Segment Start: EXTRACTED MATERIAL

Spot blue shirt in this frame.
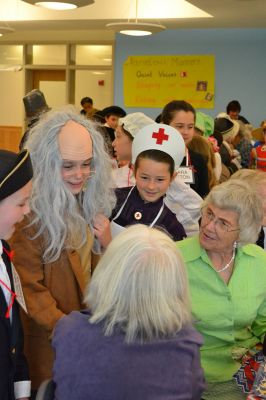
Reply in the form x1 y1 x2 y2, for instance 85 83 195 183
53 310 205 400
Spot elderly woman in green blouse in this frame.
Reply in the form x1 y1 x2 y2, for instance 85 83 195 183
176 179 266 400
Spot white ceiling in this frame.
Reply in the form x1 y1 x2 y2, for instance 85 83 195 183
0 0 265 42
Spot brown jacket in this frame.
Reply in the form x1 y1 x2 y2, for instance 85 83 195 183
9 217 93 390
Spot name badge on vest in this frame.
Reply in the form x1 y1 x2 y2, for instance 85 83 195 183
11 263 28 314
176 167 195 184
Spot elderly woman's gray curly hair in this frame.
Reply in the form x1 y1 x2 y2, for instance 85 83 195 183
24 105 116 263
86 224 191 343
202 179 263 247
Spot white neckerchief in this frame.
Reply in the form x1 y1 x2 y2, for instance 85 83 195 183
185 148 189 166
0 240 12 308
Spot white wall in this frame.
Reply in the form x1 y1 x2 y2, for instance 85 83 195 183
39 81 67 109
0 41 114 127
0 68 113 126
75 70 113 111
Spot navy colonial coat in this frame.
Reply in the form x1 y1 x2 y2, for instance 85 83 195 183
0 240 29 400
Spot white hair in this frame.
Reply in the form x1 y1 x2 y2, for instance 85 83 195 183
231 169 266 198
231 170 266 226
24 105 116 263
202 179 263 246
85 224 191 343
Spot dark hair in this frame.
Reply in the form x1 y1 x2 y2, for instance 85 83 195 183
134 149 175 176
161 100 196 125
121 125 134 142
211 132 223 147
101 106 126 118
155 113 162 123
226 100 241 114
105 112 117 118
81 97 93 106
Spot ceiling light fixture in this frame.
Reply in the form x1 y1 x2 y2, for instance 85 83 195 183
107 22 165 36
0 27 15 37
106 0 165 36
92 71 106 75
22 0 94 10
0 65 22 72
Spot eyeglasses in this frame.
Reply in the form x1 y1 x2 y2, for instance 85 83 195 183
200 207 240 234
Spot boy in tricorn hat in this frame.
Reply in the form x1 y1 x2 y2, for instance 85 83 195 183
102 106 126 139
0 149 33 399
97 106 126 157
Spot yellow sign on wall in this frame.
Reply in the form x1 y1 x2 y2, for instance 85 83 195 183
123 55 215 108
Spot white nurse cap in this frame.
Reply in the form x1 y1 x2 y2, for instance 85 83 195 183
132 123 185 168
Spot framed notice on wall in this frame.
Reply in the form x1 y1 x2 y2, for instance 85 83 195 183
123 55 215 108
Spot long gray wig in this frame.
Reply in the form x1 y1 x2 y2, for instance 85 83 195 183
24 105 116 263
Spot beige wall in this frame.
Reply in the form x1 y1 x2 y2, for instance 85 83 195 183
0 43 113 152
0 70 24 126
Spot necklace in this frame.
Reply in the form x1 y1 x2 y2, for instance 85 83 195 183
216 249 236 273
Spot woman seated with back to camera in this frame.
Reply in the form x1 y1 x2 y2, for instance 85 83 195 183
176 179 266 399
52 224 206 400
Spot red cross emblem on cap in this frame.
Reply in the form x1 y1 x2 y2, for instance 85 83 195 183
152 128 169 145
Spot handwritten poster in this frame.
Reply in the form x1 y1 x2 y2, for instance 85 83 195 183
123 55 215 108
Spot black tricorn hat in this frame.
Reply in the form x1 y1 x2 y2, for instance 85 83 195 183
92 110 105 123
101 106 126 118
23 89 50 119
214 117 234 135
0 149 33 201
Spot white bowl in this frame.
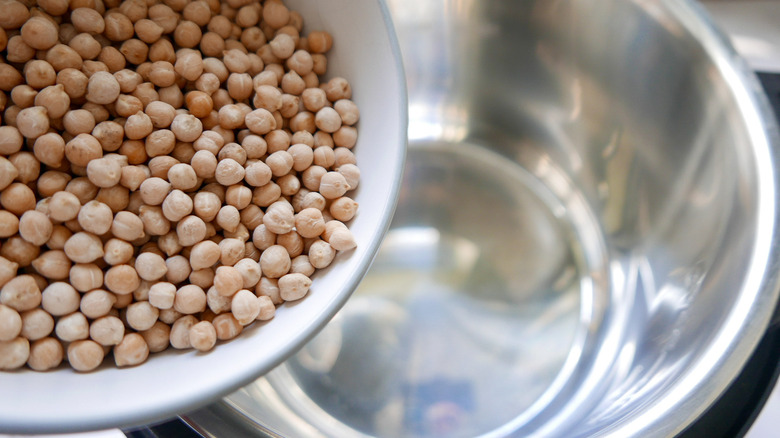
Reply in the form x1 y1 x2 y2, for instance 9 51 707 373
0 0 407 433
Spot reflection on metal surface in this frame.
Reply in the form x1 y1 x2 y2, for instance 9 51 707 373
187 0 780 436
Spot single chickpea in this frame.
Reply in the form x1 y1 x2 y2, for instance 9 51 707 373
262 203 294 235
216 204 241 233
0 210 19 238
104 264 141 295
189 240 220 271
0 304 22 342
138 178 171 207
177 215 207 247
281 70 305 95
65 133 102 167
225 185 252 210
214 158 246 186
165 254 192 284
318 171 350 199
141 321 170 353
19 307 54 341
171 113 203 143
89 315 125 346
86 71 120 105
135 19 164 44
84 157 122 189
290 254 315 277
0 275 41 313
251 182 281 207
312 146 336 169
119 165 150 192
80 289 117 319
114 332 149 367
135 252 168 282
53 310 88 343
277 230 303 258
259 245 290 279
212 312 242 340
63 231 104 264
289 110 315 133
167 163 199 191
244 108 276 135
16 210 53 247
138 205 171 237
0 160 18 194
308 239 336 269
187 320 216 352
67 339 104 372
111 211 145 242
33 133 66 168
27 337 64 371
0 235 40 267
295 208 326 239
256 276 282 305
146 282 176 311
0 337 30 370
190 150 218 179
16 106 50 139
231 289 260 325
41 282 81 316
69 263 104 293
219 237 245 266
192 191 221 222
63 109 97 136
125 301 160 332
173 284 207 315
24 60 56 90
278 272 312 302
161 189 193 222
169 314 197 349
329 197 359 222
263 1 290 29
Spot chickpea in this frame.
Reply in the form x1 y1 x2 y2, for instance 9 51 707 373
86 71 120 105
0 304 22 342
41 282 80 316
104 264 141 295
111 211 145 242
177 215 207 247
161 189 193 222
27 337 64 371
0 275 42 312
16 106 50 139
134 252 168 282
80 289 116 319
114 332 149 367
0 337 30 370
18 210 53 246
188 320 216 352
169 314 197 349
259 245 290 279
165 254 191 284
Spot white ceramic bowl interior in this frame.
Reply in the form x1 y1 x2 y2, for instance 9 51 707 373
0 0 406 433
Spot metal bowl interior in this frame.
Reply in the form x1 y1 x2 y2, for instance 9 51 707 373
0 0 406 434
187 0 780 437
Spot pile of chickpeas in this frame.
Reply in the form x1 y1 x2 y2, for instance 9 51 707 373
0 0 361 372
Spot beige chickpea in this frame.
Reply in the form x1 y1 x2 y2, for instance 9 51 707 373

Segment End: EXTRACTED MATERIAL

WHAT THE EXERCISE ASKS:
Each line above that contains the string "hair" should be copied.

RESPONSE AREA:
Spot elderly woman's gray curly hair in this frame.
Spot white hair in this frame.
Spot dark hair in this frame.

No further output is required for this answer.